Ausgangstext:
•••
Alex Stern machen die Ereignisse der letzten Monate immer noch zu schaffen. Die Mordserie ist zwar aufgeklärt und die Verantwortlichen zur Rechenschaft gezogen, ihr Mentor Darlington bleibt aber verschwunden. Gemeinsam mit Dawes und (äußerst widerwillig) Polizei-Verbindungsmann Turner macht Alex auf die Suche nach einem Weg dorthin, wo sie ihn vermutet: die Hölle. Dabei muss sich sie auch ihren Dämonen stellen – und zwar wörtlich.

„Wer die Hölle kennt“ ist der 2. Band der Reihe um die Geheimorganisation „Haus Lethe“ von Leigh Bardugo. Wie auch in „Das neunte Haus“ fällt es mir schwer, die Autorin, die ich so für die „Six of Crows“-Dilogie liebe, mit diesen beiden Werken zusammen zu bringen. Was das Worldbuilding betrifft, hatte ich mir viel mehr Dark Academia erhofft. Was ich bekommen habe, ist aber hauptsächlich Dark und weniger Academia, Alex‘ Universitätsausbildung dient schließlich auch nur als Tarnung. Die wenigen Momente, in denen alte Texte recherchiert oder Geheimgänge auf dem Campus erkundet werden, kommen leider zu kurz.
•••
Führen Sie die obige Rezension zu „Wer die Hölle kennt“ im Anschluss an ihren letzten Satz fort.

Datensätze aus einer Datenquelle:
•••
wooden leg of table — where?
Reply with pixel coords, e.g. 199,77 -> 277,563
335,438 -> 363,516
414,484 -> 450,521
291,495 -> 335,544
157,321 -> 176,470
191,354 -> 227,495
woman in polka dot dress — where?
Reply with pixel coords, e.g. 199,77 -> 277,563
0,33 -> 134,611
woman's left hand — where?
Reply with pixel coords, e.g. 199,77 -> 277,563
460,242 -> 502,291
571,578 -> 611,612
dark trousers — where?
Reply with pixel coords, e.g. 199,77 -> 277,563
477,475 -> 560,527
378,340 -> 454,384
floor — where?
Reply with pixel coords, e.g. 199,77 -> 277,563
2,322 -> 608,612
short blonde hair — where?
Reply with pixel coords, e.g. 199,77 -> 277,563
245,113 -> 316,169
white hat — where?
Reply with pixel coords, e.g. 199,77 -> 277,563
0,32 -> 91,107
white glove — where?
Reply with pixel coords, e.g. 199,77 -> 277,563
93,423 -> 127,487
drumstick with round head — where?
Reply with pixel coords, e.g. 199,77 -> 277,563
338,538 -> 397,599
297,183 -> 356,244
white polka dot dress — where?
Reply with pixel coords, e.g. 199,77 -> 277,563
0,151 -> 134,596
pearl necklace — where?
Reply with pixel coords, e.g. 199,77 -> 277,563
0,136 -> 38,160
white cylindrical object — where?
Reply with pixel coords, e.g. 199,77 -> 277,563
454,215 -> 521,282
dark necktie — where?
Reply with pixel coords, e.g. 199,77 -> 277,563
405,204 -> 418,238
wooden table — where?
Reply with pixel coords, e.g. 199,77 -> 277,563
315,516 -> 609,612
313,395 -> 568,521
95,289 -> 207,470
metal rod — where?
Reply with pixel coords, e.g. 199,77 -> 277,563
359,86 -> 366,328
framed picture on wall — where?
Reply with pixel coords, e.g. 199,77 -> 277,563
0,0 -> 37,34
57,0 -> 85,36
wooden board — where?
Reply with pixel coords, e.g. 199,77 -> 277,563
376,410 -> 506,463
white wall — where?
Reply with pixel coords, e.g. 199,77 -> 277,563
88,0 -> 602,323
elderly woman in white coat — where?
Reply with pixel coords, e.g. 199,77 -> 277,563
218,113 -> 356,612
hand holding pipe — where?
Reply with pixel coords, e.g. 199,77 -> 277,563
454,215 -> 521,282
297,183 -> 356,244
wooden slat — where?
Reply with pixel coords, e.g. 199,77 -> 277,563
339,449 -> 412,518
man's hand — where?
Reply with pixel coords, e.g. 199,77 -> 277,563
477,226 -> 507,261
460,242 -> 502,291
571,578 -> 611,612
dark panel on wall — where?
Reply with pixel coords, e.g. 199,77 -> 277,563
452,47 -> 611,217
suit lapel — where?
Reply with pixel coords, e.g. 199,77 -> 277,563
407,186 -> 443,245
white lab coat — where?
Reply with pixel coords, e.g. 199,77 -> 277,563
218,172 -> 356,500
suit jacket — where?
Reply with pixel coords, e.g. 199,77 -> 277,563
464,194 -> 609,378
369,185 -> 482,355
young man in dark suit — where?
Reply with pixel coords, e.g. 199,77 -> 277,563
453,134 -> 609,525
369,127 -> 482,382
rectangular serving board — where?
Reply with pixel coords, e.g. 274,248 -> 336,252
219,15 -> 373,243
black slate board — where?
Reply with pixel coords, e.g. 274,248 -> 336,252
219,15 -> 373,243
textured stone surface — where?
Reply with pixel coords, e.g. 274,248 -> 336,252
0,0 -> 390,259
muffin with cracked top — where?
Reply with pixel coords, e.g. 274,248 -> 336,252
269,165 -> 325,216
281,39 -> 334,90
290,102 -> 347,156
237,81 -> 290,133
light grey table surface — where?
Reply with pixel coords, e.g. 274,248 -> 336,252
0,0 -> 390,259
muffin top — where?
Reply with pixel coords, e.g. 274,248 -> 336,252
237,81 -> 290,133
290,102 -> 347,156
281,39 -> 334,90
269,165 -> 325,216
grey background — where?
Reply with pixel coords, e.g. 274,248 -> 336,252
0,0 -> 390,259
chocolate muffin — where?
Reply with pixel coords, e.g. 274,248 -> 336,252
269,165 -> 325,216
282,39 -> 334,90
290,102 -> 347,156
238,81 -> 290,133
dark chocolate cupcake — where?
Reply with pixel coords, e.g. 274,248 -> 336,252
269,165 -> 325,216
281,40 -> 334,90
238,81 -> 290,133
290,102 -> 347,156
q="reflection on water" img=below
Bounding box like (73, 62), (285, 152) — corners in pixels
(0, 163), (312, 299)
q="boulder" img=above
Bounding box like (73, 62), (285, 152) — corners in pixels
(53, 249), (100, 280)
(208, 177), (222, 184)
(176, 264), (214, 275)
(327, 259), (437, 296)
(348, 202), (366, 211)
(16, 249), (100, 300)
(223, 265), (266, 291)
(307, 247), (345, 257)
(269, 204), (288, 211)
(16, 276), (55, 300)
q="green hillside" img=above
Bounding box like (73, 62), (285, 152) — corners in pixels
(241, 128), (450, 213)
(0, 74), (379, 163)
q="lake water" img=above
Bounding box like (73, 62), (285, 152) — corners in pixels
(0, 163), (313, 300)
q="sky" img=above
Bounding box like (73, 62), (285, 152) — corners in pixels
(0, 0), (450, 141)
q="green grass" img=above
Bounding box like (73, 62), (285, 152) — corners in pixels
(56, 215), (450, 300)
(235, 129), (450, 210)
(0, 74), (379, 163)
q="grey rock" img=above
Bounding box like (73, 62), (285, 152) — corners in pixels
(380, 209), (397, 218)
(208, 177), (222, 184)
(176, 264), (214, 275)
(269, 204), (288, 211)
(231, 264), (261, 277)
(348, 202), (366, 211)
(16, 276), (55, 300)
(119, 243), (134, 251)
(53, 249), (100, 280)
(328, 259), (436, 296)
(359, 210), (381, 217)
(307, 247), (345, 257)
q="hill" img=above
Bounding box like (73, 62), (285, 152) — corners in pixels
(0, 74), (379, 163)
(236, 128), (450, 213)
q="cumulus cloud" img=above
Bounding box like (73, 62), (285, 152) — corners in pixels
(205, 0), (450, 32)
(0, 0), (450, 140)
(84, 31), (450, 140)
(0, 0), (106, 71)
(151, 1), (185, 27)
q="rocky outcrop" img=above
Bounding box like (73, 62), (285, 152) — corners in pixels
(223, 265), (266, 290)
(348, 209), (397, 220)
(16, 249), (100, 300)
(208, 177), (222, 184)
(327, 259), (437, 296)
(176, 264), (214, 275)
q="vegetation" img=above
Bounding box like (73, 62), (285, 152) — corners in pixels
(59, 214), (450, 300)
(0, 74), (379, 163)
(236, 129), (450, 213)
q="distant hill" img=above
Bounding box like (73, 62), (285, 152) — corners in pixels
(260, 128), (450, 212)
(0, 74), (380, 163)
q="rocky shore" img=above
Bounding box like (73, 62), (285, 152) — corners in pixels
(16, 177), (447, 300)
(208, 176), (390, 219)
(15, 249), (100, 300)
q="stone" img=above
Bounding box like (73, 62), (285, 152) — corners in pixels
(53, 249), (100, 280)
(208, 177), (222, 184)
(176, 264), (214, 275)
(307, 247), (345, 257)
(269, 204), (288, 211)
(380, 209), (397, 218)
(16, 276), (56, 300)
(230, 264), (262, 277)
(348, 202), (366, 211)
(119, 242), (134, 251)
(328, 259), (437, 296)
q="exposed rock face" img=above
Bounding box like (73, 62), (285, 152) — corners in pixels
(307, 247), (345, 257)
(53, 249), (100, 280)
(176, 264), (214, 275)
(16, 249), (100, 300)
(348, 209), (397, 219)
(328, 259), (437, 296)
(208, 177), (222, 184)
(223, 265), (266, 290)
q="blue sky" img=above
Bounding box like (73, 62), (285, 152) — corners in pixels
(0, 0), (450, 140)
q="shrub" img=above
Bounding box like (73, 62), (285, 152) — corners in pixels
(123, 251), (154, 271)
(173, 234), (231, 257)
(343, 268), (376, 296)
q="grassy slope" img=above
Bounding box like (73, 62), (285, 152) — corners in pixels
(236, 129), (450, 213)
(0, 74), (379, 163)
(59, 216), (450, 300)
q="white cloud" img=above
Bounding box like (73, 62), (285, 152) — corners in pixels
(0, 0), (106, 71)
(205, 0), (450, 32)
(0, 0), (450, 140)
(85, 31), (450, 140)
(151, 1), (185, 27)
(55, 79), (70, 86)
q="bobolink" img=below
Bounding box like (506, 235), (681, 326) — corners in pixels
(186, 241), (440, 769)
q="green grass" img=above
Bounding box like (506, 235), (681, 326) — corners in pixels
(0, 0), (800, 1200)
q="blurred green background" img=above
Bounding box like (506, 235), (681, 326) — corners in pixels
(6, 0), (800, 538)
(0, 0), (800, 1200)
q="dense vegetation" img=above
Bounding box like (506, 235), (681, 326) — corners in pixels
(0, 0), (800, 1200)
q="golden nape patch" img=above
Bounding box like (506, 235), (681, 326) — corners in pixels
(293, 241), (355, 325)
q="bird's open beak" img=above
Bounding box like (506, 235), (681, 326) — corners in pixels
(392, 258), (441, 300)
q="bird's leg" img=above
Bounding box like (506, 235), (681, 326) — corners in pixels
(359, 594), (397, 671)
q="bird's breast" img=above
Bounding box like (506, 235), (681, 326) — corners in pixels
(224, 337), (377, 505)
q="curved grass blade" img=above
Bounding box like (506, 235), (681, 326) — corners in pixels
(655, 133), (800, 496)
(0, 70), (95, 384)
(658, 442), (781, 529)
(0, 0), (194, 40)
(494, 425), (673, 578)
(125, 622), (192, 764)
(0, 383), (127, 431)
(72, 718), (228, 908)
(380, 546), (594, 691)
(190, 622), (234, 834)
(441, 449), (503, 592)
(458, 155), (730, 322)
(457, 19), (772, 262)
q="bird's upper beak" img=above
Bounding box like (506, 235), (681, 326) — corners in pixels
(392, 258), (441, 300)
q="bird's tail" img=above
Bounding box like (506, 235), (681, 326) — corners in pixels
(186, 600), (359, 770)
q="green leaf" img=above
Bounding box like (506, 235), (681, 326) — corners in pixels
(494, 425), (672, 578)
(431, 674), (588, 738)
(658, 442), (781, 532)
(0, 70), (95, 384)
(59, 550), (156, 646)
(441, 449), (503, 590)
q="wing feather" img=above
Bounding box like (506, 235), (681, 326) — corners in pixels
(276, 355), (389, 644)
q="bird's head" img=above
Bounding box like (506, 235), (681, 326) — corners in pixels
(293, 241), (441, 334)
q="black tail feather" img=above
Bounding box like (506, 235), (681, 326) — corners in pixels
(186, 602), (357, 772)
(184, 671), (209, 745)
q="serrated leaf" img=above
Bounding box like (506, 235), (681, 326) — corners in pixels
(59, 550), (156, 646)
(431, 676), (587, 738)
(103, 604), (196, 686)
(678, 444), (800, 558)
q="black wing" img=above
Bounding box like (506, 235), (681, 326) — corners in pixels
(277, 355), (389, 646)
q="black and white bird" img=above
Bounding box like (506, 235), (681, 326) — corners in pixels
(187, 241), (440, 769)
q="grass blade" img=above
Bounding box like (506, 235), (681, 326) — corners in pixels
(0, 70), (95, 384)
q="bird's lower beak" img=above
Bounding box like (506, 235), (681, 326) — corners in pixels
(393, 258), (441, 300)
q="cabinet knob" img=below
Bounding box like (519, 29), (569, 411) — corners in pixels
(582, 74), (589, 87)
•••
Erwartete Antwort:
Zu Alex als Protagonistin fällt es mir weiterhin schwer, eine Beziehung aufzubauen. Hals über Kopf stürzt sie sich in jede Aufgabe, ohne dabei Rücksicht auf die eigene oder die Sicherheit anderer zu nehmen. Sie riskiert ständig das einzige Leben, das ihr momentan bleibt, denn das Verhältnis zu ihrer Mutter ist weiterhin schwierig, Freunde hat sie keine. Umso besessener ist Alex von dem Gedanken, Darlington wieder zurück zu bringen. Darüber hinaus mutet Leigh Bardugo ihren weiblichen Figuren sehr viel Trauma und sinnlose Gewalt zu, das geht mir stellenweise zu weit und ist für den Fortgang der Geschichte unnötig.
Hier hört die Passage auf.